-- Location identification entries --
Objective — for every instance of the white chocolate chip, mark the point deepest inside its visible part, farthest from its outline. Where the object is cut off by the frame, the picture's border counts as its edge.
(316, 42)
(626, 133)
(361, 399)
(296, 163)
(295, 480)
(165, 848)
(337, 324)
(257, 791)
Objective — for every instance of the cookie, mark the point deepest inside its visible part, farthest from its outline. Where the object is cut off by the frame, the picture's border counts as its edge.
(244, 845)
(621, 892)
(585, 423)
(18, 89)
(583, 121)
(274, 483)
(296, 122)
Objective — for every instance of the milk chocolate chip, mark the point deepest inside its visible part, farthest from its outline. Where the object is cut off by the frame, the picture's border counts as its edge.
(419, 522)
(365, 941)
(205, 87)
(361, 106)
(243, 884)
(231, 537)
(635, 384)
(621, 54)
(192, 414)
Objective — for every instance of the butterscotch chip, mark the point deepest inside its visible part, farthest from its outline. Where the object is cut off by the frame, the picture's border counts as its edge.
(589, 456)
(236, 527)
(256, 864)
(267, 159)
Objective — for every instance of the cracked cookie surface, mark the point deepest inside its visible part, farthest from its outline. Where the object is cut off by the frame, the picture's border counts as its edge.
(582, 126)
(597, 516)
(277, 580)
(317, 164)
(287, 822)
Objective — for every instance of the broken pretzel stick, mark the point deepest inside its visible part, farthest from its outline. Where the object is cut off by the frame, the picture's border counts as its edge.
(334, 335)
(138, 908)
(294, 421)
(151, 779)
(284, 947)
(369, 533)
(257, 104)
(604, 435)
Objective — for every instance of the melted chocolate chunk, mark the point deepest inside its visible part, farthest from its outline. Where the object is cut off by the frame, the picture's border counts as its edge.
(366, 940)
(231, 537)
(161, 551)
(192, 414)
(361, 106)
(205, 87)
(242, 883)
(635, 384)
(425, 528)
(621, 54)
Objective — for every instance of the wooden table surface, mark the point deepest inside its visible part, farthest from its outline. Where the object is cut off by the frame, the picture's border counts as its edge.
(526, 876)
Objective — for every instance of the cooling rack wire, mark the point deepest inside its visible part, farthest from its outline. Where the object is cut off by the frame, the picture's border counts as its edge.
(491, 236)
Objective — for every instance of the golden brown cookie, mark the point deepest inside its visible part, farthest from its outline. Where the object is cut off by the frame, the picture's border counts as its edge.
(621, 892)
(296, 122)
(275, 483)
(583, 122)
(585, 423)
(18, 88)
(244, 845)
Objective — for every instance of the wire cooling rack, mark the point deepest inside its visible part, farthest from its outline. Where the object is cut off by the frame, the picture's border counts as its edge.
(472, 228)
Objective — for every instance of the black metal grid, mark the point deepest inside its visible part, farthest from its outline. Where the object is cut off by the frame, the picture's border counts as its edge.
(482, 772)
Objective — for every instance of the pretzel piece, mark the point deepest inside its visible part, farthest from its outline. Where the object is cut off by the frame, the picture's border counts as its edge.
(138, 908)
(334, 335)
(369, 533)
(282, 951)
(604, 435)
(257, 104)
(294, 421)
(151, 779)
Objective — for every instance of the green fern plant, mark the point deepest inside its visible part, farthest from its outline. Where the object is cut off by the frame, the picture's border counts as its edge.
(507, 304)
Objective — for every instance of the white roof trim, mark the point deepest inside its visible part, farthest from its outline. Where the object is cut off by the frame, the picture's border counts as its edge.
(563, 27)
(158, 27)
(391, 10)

-- Exercise task --
Render the whole listing above as a JSON list of strings, with one string per line and blank lines skipped.

-- Expected answer --
[
  "Objective — for every instance of the white chocolate chip, mark the point deepest inside its visible part, farthest from its outline. Where the object is cut off by the frame, the picture's border counts as its edge.",
  "(316, 42)",
  "(626, 133)",
  "(361, 399)",
  "(296, 163)",
  "(295, 480)",
  "(165, 848)",
  "(337, 324)",
  "(257, 791)",
  "Objective — for every instance of the cookie, mark the point deepest inside its visible part, farthest from its outline. Where the object is cut off by the frame, the picture's border counts as its edge.",
  "(244, 845)",
  "(621, 892)",
  "(585, 423)",
  "(18, 89)",
  "(583, 121)",
  "(274, 483)",
  "(296, 122)",
  "Objective — for every instance of the milk chocolate chip, mark the point deepest inside its visible part, farthest from its outline. Where the object is cut off by the frame, the picture's border counts as its edge.",
  "(419, 522)",
  "(365, 941)",
  "(205, 87)",
  "(361, 106)",
  "(243, 884)",
  "(231, 537)",
  "(635, 384)",
  "(621, 54)",
  "(192, 414)",
  "Objective — for every instance of the butterscotch chip, mark the point deepest inside its visible part, farthest from its outline. Where the object is cut off by the frame, the picture's border counts as its edge.",
  "(589, 456)",
  "(236, 527)",
  "(256, 864)",
  "(267, 159)",
  "Objective — for every instance of the cracked cookie surface, mark the point deepest inside its visible part, farthest from its outline. Where the object is cut off by the frame, the picture's border counts as its edge.",
  "(582, 126)",
  "(597, 516)",
  "(277, 580)",
  "(317, 164)",
  "(287, 822)",
  "Objective — for every instance of the broken pretzel stick, mark the point deepest inside its visible part, farthest from its outline. Where the object is cut off by the frame, the picture's border counts as its edge.",
  "(334, 335)",
  "(138, 908)",
  "(294, 421)",
  "(151, 779)",
  "(284, 947)",
  "(369, 533)",
  "(257, 104)",
  "(604, 435)",
  "Objective — for every instance of the melted chocolate chunk, mark the point deepest inside its visible part, farthest from its outline. Where the object is cut off by the frame, the picture's border counts as its edge.",
  "(366, 940)",
  "(231, 537)",
  "(161, 551)",
  "(192, 414)",
  "(361, 106)",
  "(205, 87)",
  "(242, 883)",
  "(635, 384)",
  "(425, 528)",
  "(621, 54)",
  "Objective — for every instance of the wooden table surface, mark the point deepest inside its visible part, farthest from its outline. Where the object is cut off by the frame, the picture's border counts as its edge.",
  "(526, 876)",
  "Objective — for every instance of the cooling rack wire, mark the point deepest inside its visible part, farthest from its outline. Where the object is cut off by the frame, the picture's border counts as its edge.",
  "(491, 236)",
  "Objective — for every instance of the golden brown cookie, mark the point deepest inside its visible part, farthest from its outline. Where the object is cut off by the frame, the picture's border counts as its edge.",
  "(621, 892)",
  "(296, 122)",
  "(275, 483)",
  "(583, 122)",
  "(585, 423)",
  "(18, 88)",
  "(244, 845)",
  "Objective — for every instance of the wire cooling rack, mark the point deepest inside its visible part, farthest from its outline. Where the object is cut off by the frame, the picture's border counts as its edge.",
  "(472, 228)",
  "Objective — for every instance of the black metal grid, mark the point deepest inside its visible part, farthest from its outline. Where the object is cut off by the frame, the picture's border counts as its edge.",
  "(482, 772)",
  "Objective — for every instance of the pretzel piece, mark the point deepest inside its visible part, farthest from its outline. Where the object is cut off by the frame, the picture's border counts as its edge.",
  "(138, 908)",
  "(334, 335)",
  "(369, 533)",
  "(282, 951)",
  "(604, 435)",
  "(257, 104)",
  "(294, 421)",
  "(151, 779)",
  "Objective — for every instance of the green fern plant, mark the point deepest inside its visible part, farthest from its outline. Where the object is cut off by the frame, the picture's border counts as its edge.",
  "(507, 304)",
  "Objective — for every instance of the white roof trim, mark the point deepest inside its visible part, farthest from its outline. Where the object is cut off by the frame, the picture's border counts as its edge.",
  "(563, 27)",
  "(158, 27)",
  "(391, 10)"
]